(Recorded data)
_ _ _ _

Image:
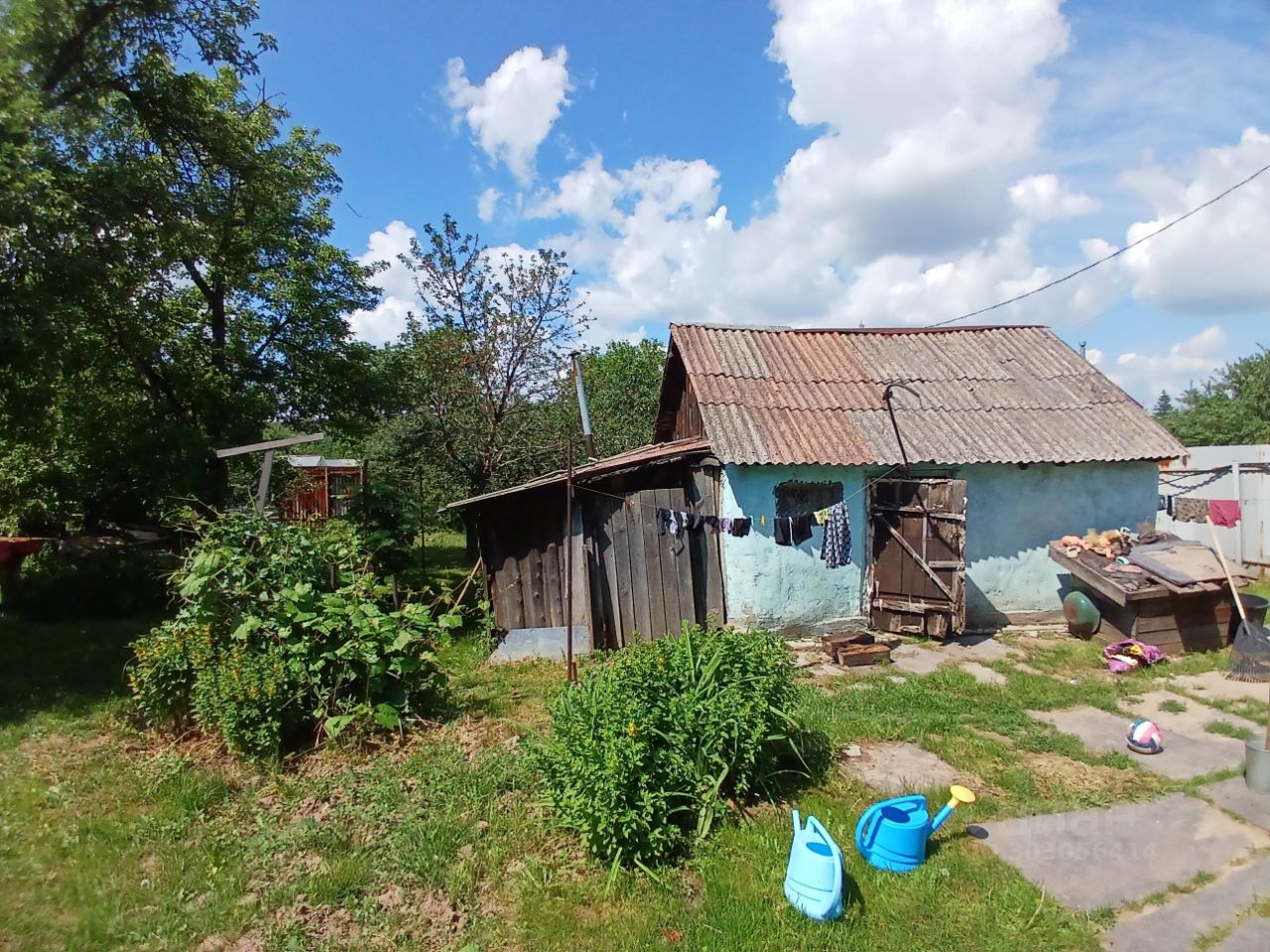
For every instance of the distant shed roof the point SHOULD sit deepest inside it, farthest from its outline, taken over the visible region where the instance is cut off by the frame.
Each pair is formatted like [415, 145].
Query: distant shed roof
[317, 462]
[985, 395]
[608, 466]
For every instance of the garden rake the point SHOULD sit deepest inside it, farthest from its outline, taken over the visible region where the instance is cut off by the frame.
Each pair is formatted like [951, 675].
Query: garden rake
[1250, 654]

_ _ _ _

Copy all of the items above line for line, leaving out the pictures.

*Task output*:
Image:
For every instance of the distant shed roof the point SHOULD sit deepest inside it, farthest from its outline, taken over the visible region where the instance is cut off by the frame.
Each pair is formatted like [415, 145].
Query: distant shed roof
[317, 462]
[985, 395]
[608, 466]
For every instance of the garden rake the point SHOULD sit deepest inside it, farthest from its outline, taken over the visible region where the instance is cut off by the frame.
Each pair is formatted like [951, 675].
Query: garden rake
[1250, 654]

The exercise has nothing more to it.